> [PROBLEM DETAILS] Omit all pictures, then retype the data exactly as given.

> [RECORDS TO PROCESS]
____

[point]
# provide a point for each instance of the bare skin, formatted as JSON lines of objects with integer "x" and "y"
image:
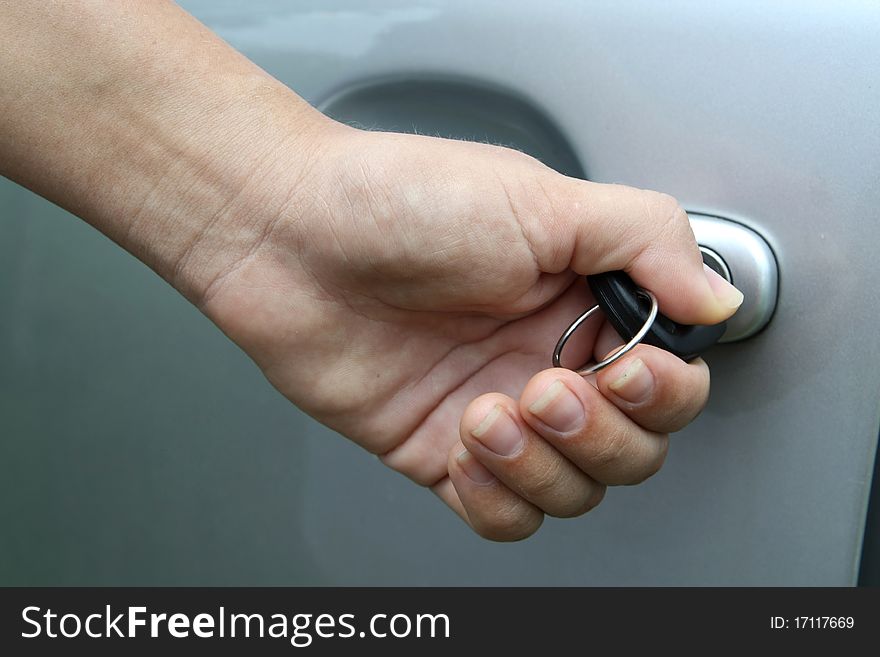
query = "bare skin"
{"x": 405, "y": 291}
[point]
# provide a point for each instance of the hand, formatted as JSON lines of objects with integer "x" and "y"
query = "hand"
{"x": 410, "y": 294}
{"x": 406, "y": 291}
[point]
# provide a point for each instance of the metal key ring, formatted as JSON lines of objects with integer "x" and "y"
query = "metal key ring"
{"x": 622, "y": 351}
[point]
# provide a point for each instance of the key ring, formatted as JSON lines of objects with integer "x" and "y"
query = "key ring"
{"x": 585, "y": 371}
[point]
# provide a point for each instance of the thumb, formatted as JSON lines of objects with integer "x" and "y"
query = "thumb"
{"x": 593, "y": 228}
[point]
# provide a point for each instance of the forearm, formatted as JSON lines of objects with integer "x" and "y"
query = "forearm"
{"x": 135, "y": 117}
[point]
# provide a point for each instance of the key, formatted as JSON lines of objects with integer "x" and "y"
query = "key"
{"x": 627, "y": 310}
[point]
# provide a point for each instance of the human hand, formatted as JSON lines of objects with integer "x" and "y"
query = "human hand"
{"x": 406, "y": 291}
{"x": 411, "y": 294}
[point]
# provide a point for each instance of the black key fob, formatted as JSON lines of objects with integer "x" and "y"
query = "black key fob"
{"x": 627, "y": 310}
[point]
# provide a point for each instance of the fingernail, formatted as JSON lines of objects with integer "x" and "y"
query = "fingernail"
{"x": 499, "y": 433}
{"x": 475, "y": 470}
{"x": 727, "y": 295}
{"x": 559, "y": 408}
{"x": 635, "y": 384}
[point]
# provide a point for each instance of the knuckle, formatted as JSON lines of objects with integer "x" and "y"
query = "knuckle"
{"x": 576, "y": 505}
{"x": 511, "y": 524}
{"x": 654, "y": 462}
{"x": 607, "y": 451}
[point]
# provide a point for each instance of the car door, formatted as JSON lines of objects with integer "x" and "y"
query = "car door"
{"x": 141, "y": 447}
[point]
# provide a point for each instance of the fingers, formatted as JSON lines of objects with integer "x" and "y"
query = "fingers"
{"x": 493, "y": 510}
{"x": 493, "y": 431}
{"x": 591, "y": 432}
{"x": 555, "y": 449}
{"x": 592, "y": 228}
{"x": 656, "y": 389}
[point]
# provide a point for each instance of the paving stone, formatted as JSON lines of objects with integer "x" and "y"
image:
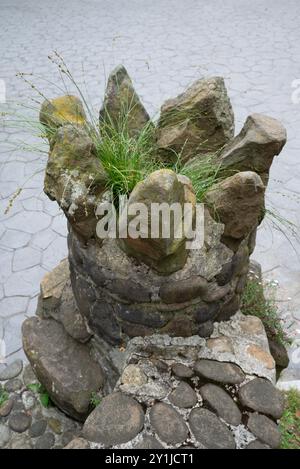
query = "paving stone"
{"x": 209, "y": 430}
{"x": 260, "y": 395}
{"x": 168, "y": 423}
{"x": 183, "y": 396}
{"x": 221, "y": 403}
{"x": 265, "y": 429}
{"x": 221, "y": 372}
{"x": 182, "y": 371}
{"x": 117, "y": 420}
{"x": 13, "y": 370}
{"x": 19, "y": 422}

____

> [RESULT OF THIS EXERCISE]
[point]
# provide a point for each instance of the bare skin, formatted as JSON lines of objects with integer "x" and "y"
image:
query = "bare skin"
{"x": 405, "y": 291}
[point]
# provide a point for each instance of the hand, formatted as JSON lines of objects with integer "x" and "y"
query = "hand"
{"x": 410, "y": 294}
{"x": 406, "y": 291}
[point]
# provide a point for each instance of the metal key ring, formatted as JSON lines of objects with integer "x" and "y"
query = "metal key ring"
{"x": 622, "y": 351}
[point]
# provide a point for each instance of the key ring, formatted as JSON lines of objects with integer "x" and "y"
query = "key ring"
{"x": 585, "y": 371}
[point]
# provide a point for each instance of the thumb, formatted as JSON lines of objects with integer "x" and "y"
query = "thumb"
{"x": 593, "y": 228}
[point]
# provide a point for each instance of the forearm, formatted as JSON lines of objects with integer "x" and "y"
query = "forearm"
{"x": 135, "y": 117}
[point]
# provide a point for each instance of the key, formatted as JSON lines of objects with integer "x" and "y"
query = "key"
{"x": 627, "y": 310}
[point]
# provide a point for each instance of the human hand, formatted as JSON lines of objects with integer "x" and "y"
query = "human hand"
{"x": 406, "y": 291}
{"x": 411, "y": 294}
[point]
# provide a point for each instance of the black key fob, formatted as JSON lines of objects with integer "x" and "y"
query = "black key fob"
{"x": 627, "y": 310}
[point]
# provide a point for each instance of the fingernail, formatted as JSON lines of objects with integer "x" and "y"
query = "fingernail"
{"x": 499, "y": 433}
{"x": 475, "y": 470}
{"x": 727, "y": 295}
{"x": 559, "y": 408}
{"x": 635, "y": 384}
[point]
# provide a point for each instance of the knuckle, formatted as JSON lines of objects with integer "x" and "y"
query = "knuckle"
{"x": 576, "y": 505}
{"x": 511, "y": 524}
{"x": 654, "y": 462}
{"x": 607, "y": 451}
[point]
# provide a point for each instance of the car door, formatted as JSON lines of objects with integer "x" and "y"
query = "car door"
{"x": 141, "y": 447}
[point]
# provide a point for each instance of the fingers, formatted as JSON lines of objects with integer "x" and "y"
query = "fingers"
{"x": 493, "y": 510}
{"x": 493, "y": 431}
{"x": 591, "y": 432}
{"x": 555, "y": 449}
{"x": 592, "y": 228}
{"x": 656, "y": 389}
[point]
# provide a point for each instance of the paving stone, formatted as JSON lines of objects with integer "x" and "y"
image:
query = "paving stone"
{"x": 209, "y": 430}
{"x": 260, "y": 395}
{"x": 168, "y": 423}
{"x": 183, "y": 396}
{"x": 221, "y": 403}
{"x": 265, "y": 429}
{"x": 221, "y": 372}
{"x": 182, "y": 371}
{"x": 117, "y": 420}
{"x": 13, "y": 370}
{"x": 19, "y": 422}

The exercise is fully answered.